┌─ Texte extrait

BRAIN RITUALS
«Brain Rituals» (les rituels du cerveau) est la réalisation de125 dessins au graphite sur papier de 40 x 30 cm chacun selon un processus défini et identique. Dessins destinés à être présentés à l’intérieur d’une chambre obscure dont la visite se fait à la lampe-torche.
« Pour ce que le dessin est l’enregistrement de la voix haute de la pensée, il trouve chez Guy Oberson l’occasion d’un écho mémorable qui l’apparente à l’ordre d’un organe vital à l’instar de la respiration ou du battement de cœur. La relation primordiale qui l’inscrit dans une dynamique entre le corps et l’esprit préoccupe de tout temps l’artiste dans sa réflexion sur la nature même du dessin. Aussi s’est-il donné pour objectif d’en envisager la conception sans aucun préalable, ni préméditation en créant pour cette exposition tout un ensemble destiné à une présentation spécifique. Ainsi est né le projet de Brain Rituals – mot à mot « les rituels du cerveau ».
Installés à saturation et à touche-touche à l’intérieur d’une structure totalement occulte, en forme d’un cube de 2 mètres de côté, les quelques 125 dessins que Guy Oberson a réalisés au cours de ces derniers mois sont à découvrir à la lampe torche, selon un protocole de visite réglementé. En les reliant entre eux par tout un réseau très dense de fils recouverts de peinture luminescente, il contribue non seulement à souligner leur communauté originelle mais invite le visiteur à composer avec le phénomène de rémanence lumineuse dès lors que celui-ci éteindra sa lampe. « J’aimerais donner l’idée que l’on se trouve dans le cerveau de l’artiste », dit Oberson. De fait, il en est ainsi et cette installation fonctionne à l’image d’un noyau dur.
En quête d’une forme de création qui l’assurerait d’un « absolu confidentiel », comme il en parle, Guy Oberson n’a jamais caché sa fascination pour l’univers des artistes de l’art brut. Il dit chercher à atteindre la sincérité et l’authenticité qui caractérisent leur travail et les protègent de toute considération périphérique. Du moins est-ce dans cette intention qu’il a pensé Brain Rituals au regard d’une présentation qui lui permet du moins de rendre visibles ses œuvres « comme un cahier intime » et leur « retrouver un espace privilégié d’expression ».

└─
┌─ Entrées répertoriées

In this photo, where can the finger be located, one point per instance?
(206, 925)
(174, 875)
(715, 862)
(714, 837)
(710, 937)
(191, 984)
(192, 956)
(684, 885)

└─

**Consignes à suivre**
1. Reproduisez à l'identique, dans le texte sur Brain Rituals, tout ce qui va de "Installés à saturation" jusqu'à "d’un noyau dur.".
2. Selon le texte sur Brain Rituals, quelles sont les dimensions de la structure occulte qui abrite les dessins ?
Le matériel qui précède forme un ensemble distinct du texte.

**Réponses attendues**
1.
Installés à saturation et à touche-touche à l’intérieur d’une structure totalement occulte, en forme d’un cube de 2 mètres de côté, les quelques 125 dessins que Guy Oberson a réalisés au cours de ces derniers mois sont à découvrir à la lampe torche, selon un protocole de visite réglementé. En les reliant entre eux par tout un réseau très dense de fils recouverts de peinture luminescente, il contribue non seulement à souligner leur communauté originelle mais invite le visiteur à composer avec le phénomène de rémanence lumineuse dès lors que celui-ci éteindra sa lampe. « J’aimerais donner l’idée que l’on se trouve dans le cerveau de l’artiste », dit Oberson. De fait, il en est ainsi et cette installation fonctionne à l’image d’un noyau dur.

2. Un cube de 2 mètres de côté.